Of course we all know there are so many other benefits to be had by virtualising on VI3, but as I said if only 10% of boxes are virtual currently then we're missing something. Maybe your business is still uncomfortable with virtualisation. Maybe your chargeback model is so close to the cost of physical boxes that your business doesn't care to virtualise (naively ignoring the cost of rack space, power, cooling and having to build a new datacenter when you run out of those). I'm sure there are a myriad of reasons, and even more certain that none of them are technical. But if we can leverage Hyper-V by putting it on every box and giving our business customers a taste of virtualisation, then maybe we can effect a change in attitude. And maybe next time they go to buy that physical box, they'll ask around as to how that virtual box has been running and reconsider. We've tried the 'boil the ocean' approach with virtualisation over the past few years, and it clearly hasn't worked if only 10% of servers are virtual. It's time for baby steps.

So to wrap it up, let me be absolutely clear - I'm not suggesting we start migrating our virtual infrastructures to Hyper-V now or in the forseeable future. What I am suggesting is that we don't write off Hyper-V by comparing it with VI3 and closing the door on it immediately. A slightly unconventional use case it may be, but it could be the most valuable tool we have had so far in assisting with the virtualisation of that other 80% of the enterprise. And I certainly hope that VMware will imminently release an update to Converter to provide full support for V2V from Hyper-V ;-)

Thursday 26 June 2008

Hyper-V 1.0 released - let the Hyper-bole begin!

Well it's all over the web, and I generally try not to report on stuff that everyone else does but I'm making an exception this time... more so I can remember the date than anything else ;-)

Download here now!

Wednesday 25 June 2008

Citrix Connection Broker Sends Support 6 Years Backwards?

◆ Records provided
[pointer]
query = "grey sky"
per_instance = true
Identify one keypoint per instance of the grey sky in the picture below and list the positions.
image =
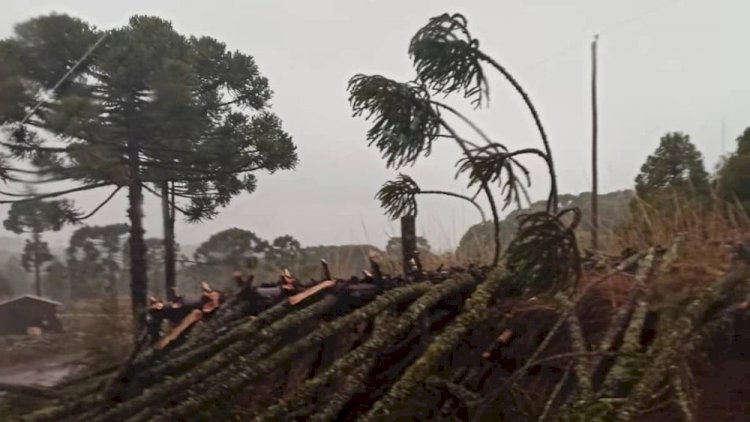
(664, 66)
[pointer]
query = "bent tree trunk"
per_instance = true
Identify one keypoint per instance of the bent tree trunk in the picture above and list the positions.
(37, 276)
(169, 242)
(138, 278)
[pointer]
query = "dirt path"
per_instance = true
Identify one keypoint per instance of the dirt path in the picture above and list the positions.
(45, 372)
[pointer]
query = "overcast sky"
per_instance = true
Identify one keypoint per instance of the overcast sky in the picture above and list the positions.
(674, 65)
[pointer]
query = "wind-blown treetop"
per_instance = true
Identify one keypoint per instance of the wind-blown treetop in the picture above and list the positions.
(184, 99)
(405, 122)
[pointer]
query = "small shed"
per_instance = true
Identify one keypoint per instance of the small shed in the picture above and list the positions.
(20, 313)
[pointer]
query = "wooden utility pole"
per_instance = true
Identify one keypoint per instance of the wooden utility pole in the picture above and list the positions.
(594, 152)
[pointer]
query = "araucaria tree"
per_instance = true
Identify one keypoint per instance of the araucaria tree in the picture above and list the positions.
(35, 218)
(148, 108)
(734, 173)
(407, 120)
(675, 168)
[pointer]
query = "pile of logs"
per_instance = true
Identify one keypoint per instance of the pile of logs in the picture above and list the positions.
(453, 343)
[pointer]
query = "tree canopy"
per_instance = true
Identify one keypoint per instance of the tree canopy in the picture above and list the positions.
(142, 106)
(734, 173)
(676, 167)
(233, 247)
(36, 217)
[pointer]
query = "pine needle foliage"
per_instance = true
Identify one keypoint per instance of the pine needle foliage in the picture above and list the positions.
(447, 58)
(544, 255)
(405, 122)
(494, 164)
(398, 197)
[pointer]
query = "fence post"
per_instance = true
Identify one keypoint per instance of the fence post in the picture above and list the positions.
(408, 240)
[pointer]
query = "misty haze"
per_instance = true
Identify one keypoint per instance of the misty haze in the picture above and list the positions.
(375, 211)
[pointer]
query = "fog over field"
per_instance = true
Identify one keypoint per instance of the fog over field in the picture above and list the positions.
(664, 66)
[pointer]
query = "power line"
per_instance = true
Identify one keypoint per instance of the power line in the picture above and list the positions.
(608, 28)
(65, 76)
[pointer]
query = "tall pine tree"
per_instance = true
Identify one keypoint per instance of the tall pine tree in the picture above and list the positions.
(148, 109)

◆ Do this
Transcribe the passage of the Hyper-V blog text that begins with the words "Thursday 26 June" and ends after the words "Download here now!".

◆ Reply to the exercise
Thursday 26 June 2008

Hyper-V 1.0 released - let the Hyper-bole begin!

Well it's all over the web, and I generally try not to report on stuff that everyone else does but I'm making an exception this time... more so I can remember the date than anything else ;-)

Download here now!